### Data records ###

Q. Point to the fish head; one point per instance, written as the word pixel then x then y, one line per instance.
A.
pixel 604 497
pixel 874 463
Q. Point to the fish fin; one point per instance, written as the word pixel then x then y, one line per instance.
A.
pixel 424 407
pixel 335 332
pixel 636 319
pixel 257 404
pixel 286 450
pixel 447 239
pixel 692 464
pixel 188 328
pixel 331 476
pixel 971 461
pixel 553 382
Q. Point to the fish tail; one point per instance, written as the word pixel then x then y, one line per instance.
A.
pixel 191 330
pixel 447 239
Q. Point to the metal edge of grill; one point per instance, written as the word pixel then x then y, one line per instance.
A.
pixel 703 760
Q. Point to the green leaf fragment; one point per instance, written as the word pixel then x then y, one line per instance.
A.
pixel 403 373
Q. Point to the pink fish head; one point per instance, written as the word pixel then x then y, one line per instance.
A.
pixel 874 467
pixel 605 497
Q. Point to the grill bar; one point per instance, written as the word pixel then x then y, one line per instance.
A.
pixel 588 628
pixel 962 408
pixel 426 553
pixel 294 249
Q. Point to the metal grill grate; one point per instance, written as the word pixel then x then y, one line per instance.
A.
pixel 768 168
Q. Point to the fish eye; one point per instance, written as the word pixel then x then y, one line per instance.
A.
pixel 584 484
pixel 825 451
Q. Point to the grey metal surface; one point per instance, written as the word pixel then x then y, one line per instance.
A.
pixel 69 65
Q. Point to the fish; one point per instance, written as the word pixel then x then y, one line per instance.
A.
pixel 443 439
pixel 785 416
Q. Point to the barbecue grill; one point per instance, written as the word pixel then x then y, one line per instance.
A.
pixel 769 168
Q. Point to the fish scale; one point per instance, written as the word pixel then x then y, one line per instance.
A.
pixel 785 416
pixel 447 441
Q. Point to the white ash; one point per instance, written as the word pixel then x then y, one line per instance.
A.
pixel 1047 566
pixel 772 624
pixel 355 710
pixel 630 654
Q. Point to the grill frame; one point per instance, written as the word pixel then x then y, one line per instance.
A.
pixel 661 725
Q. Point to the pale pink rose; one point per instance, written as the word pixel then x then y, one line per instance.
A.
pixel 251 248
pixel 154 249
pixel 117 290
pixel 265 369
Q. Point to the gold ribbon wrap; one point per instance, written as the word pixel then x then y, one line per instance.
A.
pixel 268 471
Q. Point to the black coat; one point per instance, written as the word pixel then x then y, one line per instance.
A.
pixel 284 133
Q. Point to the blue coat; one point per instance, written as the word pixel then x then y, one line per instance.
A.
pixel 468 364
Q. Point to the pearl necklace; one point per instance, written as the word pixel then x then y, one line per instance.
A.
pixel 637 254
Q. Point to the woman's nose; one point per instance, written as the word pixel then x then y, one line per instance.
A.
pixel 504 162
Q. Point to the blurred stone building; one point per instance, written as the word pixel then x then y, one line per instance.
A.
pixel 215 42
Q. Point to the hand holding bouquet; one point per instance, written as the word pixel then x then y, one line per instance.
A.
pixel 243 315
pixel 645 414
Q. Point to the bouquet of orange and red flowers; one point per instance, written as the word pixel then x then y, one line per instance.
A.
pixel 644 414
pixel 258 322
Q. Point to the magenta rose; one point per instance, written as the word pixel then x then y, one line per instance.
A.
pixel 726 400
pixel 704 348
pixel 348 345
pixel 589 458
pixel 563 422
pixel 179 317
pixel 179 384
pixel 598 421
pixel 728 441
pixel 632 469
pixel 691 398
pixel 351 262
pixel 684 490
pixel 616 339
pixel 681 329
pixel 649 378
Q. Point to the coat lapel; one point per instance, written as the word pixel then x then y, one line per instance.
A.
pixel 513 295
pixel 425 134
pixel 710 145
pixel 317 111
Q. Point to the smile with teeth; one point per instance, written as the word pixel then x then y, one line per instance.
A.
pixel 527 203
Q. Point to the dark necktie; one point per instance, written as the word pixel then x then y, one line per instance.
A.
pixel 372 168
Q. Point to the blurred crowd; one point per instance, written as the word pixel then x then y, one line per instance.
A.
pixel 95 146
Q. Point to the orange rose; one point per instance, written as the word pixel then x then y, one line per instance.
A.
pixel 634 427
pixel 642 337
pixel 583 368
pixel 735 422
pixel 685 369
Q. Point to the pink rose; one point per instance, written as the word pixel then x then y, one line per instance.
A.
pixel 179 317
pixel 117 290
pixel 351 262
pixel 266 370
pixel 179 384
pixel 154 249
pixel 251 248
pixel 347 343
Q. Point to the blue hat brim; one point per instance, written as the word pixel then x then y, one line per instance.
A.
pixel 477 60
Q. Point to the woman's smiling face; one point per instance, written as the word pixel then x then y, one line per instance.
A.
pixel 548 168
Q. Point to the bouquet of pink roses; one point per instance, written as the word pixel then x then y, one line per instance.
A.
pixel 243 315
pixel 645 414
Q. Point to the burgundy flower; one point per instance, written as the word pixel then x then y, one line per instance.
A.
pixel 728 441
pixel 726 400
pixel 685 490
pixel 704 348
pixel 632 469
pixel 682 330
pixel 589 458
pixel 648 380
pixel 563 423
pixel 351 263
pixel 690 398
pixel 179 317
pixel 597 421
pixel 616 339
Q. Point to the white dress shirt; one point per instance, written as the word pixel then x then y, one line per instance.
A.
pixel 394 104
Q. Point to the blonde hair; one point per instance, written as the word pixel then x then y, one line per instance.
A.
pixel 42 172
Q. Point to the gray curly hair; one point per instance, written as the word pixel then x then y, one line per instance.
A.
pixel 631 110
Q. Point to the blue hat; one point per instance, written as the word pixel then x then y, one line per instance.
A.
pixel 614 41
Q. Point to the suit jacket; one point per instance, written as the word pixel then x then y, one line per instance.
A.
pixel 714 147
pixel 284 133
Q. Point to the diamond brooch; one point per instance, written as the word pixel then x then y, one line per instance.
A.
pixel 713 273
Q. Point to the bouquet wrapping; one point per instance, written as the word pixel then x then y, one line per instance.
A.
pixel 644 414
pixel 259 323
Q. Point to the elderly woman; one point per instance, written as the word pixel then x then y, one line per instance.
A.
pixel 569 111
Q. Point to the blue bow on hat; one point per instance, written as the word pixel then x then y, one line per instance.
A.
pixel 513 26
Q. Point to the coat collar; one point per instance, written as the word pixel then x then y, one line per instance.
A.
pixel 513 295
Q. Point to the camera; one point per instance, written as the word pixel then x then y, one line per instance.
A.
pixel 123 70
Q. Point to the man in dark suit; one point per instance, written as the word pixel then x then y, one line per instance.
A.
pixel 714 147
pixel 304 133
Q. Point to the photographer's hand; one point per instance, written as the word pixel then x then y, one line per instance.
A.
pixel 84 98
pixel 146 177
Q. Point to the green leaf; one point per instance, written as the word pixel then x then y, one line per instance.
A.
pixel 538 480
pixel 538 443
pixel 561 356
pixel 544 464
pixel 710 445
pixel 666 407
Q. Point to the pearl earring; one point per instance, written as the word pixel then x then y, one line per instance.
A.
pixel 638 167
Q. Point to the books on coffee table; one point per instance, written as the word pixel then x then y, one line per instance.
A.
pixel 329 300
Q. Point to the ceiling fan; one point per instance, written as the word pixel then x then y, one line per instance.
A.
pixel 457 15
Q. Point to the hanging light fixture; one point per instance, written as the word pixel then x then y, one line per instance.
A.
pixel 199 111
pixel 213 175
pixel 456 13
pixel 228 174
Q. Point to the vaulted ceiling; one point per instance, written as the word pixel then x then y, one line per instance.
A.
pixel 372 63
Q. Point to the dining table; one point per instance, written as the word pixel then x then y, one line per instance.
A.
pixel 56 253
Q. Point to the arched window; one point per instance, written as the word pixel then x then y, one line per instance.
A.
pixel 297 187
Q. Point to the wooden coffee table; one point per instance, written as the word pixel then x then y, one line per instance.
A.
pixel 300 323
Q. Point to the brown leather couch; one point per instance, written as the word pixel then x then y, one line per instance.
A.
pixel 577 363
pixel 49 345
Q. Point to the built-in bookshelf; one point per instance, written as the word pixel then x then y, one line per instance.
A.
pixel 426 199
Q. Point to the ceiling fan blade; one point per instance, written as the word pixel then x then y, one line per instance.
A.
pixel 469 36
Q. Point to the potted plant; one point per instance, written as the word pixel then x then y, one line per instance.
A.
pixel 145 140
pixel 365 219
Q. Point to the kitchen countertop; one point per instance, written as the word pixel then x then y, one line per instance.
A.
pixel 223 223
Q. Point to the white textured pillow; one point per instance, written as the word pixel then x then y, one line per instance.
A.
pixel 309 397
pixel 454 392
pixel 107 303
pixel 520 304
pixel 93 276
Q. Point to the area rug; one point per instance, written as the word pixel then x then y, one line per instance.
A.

###

* What is required
Check the listing for the word "table". Show each line that has it.

* Task answer
Q. Point to the books on coffee table; one point per instance, written as the word pixel then x then y, one line per instance.
Q. Point to the dining table; one point per instance, written as the word pixel then x then y, one line per instance.
Q. Point to the wooden coffee table; one point per instance, written as the word pixel then x then y, one line per instance.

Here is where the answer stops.